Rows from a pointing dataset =
================
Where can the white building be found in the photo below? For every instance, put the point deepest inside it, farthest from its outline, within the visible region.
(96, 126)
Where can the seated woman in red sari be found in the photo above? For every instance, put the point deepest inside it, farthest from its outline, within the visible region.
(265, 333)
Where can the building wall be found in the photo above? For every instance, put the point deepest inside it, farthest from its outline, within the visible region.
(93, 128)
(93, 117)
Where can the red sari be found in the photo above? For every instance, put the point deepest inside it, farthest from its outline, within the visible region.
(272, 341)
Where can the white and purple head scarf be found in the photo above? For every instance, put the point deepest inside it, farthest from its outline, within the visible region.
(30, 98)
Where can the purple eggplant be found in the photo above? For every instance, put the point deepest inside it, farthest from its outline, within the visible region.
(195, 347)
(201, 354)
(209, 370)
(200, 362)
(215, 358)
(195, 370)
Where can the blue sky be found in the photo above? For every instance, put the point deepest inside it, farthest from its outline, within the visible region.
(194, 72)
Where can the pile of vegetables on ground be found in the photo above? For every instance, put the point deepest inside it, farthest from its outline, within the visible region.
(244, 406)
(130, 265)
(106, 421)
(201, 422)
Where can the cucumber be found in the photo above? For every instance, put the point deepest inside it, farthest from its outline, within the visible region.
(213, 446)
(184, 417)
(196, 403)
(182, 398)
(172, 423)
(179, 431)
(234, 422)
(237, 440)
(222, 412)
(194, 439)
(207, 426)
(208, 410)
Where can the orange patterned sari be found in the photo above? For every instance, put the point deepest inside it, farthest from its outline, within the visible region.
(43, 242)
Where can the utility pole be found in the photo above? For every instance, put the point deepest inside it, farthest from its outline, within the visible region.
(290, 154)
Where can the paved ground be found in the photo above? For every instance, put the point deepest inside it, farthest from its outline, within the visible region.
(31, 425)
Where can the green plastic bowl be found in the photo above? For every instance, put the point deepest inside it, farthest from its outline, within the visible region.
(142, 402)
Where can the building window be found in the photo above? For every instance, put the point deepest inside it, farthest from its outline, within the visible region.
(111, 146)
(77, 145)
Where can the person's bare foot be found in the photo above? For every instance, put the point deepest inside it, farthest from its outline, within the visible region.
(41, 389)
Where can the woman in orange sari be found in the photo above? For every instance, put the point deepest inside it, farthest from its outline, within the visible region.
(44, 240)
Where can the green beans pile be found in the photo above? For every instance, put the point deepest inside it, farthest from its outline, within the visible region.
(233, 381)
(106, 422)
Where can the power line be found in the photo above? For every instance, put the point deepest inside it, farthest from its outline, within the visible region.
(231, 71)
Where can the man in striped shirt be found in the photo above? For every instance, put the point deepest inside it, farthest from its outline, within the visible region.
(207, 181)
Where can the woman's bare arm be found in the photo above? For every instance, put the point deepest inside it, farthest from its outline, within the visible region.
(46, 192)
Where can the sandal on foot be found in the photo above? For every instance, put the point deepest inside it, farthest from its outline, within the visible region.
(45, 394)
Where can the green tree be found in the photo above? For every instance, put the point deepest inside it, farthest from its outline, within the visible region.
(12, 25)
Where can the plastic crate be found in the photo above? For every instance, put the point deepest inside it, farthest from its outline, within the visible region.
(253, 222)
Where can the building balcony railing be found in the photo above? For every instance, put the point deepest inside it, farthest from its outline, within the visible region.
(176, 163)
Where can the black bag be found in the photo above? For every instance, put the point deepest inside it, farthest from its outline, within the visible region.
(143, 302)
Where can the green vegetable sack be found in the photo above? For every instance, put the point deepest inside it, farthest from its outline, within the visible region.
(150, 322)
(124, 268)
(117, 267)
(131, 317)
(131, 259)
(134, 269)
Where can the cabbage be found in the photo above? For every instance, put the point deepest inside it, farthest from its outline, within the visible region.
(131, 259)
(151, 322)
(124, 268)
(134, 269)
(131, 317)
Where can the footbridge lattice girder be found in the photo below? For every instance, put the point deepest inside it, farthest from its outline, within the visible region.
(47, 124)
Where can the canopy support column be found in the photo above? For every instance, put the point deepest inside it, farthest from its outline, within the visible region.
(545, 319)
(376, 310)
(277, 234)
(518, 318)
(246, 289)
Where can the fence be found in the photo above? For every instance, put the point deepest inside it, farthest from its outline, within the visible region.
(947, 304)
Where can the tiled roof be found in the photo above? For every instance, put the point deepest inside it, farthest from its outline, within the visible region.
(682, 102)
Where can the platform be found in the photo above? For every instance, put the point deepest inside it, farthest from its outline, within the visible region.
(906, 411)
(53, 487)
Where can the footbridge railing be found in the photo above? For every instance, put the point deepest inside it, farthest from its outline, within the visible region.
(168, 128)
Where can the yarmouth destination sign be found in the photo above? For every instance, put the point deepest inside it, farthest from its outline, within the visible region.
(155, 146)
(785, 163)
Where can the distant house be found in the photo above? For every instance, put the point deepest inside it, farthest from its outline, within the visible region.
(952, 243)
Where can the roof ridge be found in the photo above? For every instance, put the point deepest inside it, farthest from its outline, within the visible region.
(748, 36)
================
DO THIS = The data above must be returned in full, exactly as written.

RESPONSE FOR THIS EXERCISE =
Where can the white building be found in the photo below? For every instance, put the point deepest inside it, farthest from its outline, within the visible region.
(96, 126)
Where can the seated woman in red sari be found in the photo above? For every instance, put the point deepest inside it, farthest from its outline, within the visible region.
(265, 333)
Where can the building wall be found in the photo above? For every instance, put the point deepest inside it, farthest from its outline, within the visible region.
(93, 128)
(93, 117)
Where can the red sari be found in the photo above? For every instance, put the point deepest inside it, farthest from its outline, within the visible region.
(272, 341)
Where can the white and purple head scarf be found in the photo above? For every instance, put the point deepest inside it, farthest from its outline, within the visible region.
(30, 98)
Where can the purple eggplant be found in the photo above? For every instance, put the point deepest inside it, farthest from its outline, within the visible region.
(195, 347)
(201, 354)
(209, 370)
(200, 362)
(215, 358)
(195, 370)
Where can the blue sky be found in the photo above? For every instance, put the point deepest inside it, farthest from its outline, within the visible region.
(194, 72)
Where can the pile of vegetables on ground be found in the photo above? For every instance, put the point deepest inside it, farthest from its outline, within the visible region.
(244, 406)
(130, 265)
(106, 421)
(201, 422)
Where can the cucumber be found in the photo above? For every instance, put the point deepest inside it, farthest from its outline, within the visible region.
(213, 446)
(184, 417)
(196, 403)
(182, 398)
(172, 423)
(179, 431)
(234, 422)
(237, 440)
(222, 412)
(194, 439)
(207, 426)
(208, 410)
Where can the orange patterned sari be found in the photo above? For every instance, put the point deepest inside it, farthest from its outline, within the visible region.
(43, 242)
Where can the utility pole be found in the photo above? For every instance, put the point deepest inside it, farthest from its outline, within the visible region.
(290, 154)
Where can the paved ground be found in the photo above? For every instance, put the point deepest inside it, farthest from its outline, within the visible region.
(31, 425)
Where can the green plastic bowl be found in the photo above? For every instance, put the point deepest inside it, farthest from its outline, within the visible region.
(142, 402)
Where can the building window be found in the photo above? For every instance, put the point deepest inside it, farthest from its outline, within the visible region.
(111, 146)
(77, 145)
Where can the person's bare foot be found in the photo above? For every instance, put the point deepest inside it, farthest from its outline, within the visible region.
(41, 389)
Where can the woman in orange sari be found in the photo above? For every instance, put the point deepest inside it, farthest from its outline, within the visible region.
(44, 240)
Where can the green beans pile be found in the photo above? For every instance, put the point deepest inside it, farthest from its outline, within the visible region.
(233, 381)
(106, 422)
Where can the power line be found in the photo above? For every instance, put the point deepest inside it, farthest from its outline, within the visible region.
(231, 71)
Where can the man in striped shirt be found in the photo above? For every instance, put the point deepest inside it, farthest from its outline, within the visible region.
(207, 181)
Where can the woman's bare arm be found in the photo above? For every instance, put the point deepest inside it, farthest from its outline, within the visible region.
(46, 192)
Where can the sandal on foot be found in the photo above? For every instance, put the point deepest inside it, farthest from its outline, within the visible region.
(45, 394)
Where can the green tree be found in the photo above? For every instance, put the point deepest inside it, farthest from its outline, within the visible region.
(12, 25)
Where can the plastic crate be found in the photo above? For every instance, put the point deepest inside it, farthest from its outline, within the visible region.
(253, 222)
Where can the building balcony railing be found in the photo above? For every instance, put the point deepest inside it, farthest from its outline, within the visible region.
(176, 163)
Where can the black bag be found in the photo above? For every instance, put the point deepest inside it, farthest from its outline, within the visible region.
(143, 302)
Where can the green vegetable sack be found in the photo above? For every instance, put the point deepest inside it, farthest from its outline, within the visible region.
(150, 322)
(124, 268)
(117, 267)
(131, 317)
(131, 259)
(134, 269)
Where can the cabbage be found in the photo above? For every instance, put the point deepest inside it, farthest from its outline, within the visible region.
(131, 259)
(151, 322)
(124, 268)
(134, 269)
(131, 317)
Where can the footbridge lattice girder be found in the photo below? For every instance, put the point deepest inside it, farthest from its outline, within the visible region.
(47, 124)
Where can the canopy support column be found in the photo above? For every instance, put the point deepest inside it, farthest from its outline, within the visible region.
(545, 319)
(376, 310)
(277, 234)
(518, 318)
(246, 289)
Where can the fence be found in the photo above? For every instance, put the point deepest inside it, farthest from its outline, within the visible region.
(947, 304)
Where can the tiled roof be found in the photo above? For every instance, put the point deepest inside it, farthest from its outline, within the visible region.
(682, 102)
Where can the platform be found in the photo above? For every instance, put the point deepest inside it, farthest from its outline, within the visible region.
(906, 411)
(53, 487)
Where can the footbridge railing be found in the photo above? For every instance, put the point deepest inside it, farthest from its outline, within the visible region.
(168, 128)
Where can the yarmouth destination sign be found in the photo above? For every instance, put the point deepest inside it, farthest from its outline, within the visible region.
(155, 146)
(785, 163)
Where can the distant house be found in the photo above? For every instance, put the point deepest inside it, farthest from its outline, within the visible region.
(952, 243)
Where can the roof ridge be found in the photo above? For every instance, put the point deepest inside it, farthest from its outline, within the visible region.
(748, 36)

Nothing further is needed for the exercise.